▸ ABOUT THIS TASK:
Identify all lines of the data containing the string "below" and copy them.

▸ MATERIAL FOR THIS TASK:
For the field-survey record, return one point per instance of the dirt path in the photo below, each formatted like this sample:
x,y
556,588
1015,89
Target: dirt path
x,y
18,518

---

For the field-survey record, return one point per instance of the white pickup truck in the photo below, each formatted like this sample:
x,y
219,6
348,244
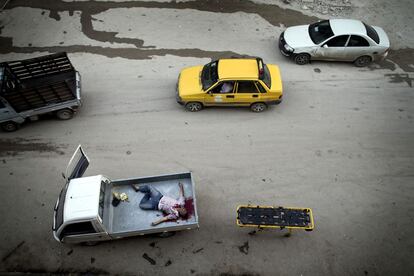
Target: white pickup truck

==

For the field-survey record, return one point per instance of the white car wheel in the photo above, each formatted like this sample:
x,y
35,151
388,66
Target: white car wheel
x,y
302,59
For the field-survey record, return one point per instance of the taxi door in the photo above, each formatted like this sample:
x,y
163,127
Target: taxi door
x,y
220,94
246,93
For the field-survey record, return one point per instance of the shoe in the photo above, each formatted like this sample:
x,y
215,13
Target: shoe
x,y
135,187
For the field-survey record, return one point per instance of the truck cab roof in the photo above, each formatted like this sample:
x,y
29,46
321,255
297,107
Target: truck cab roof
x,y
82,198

▸ EXERCISE SOLUTION:
For the field-survey record, return one point per instance of the dirt path in the photo below, each formatted like this sample:
For the field-survey record, return one point per instance of the white pickup truck in the photo below, each formatted like this sample:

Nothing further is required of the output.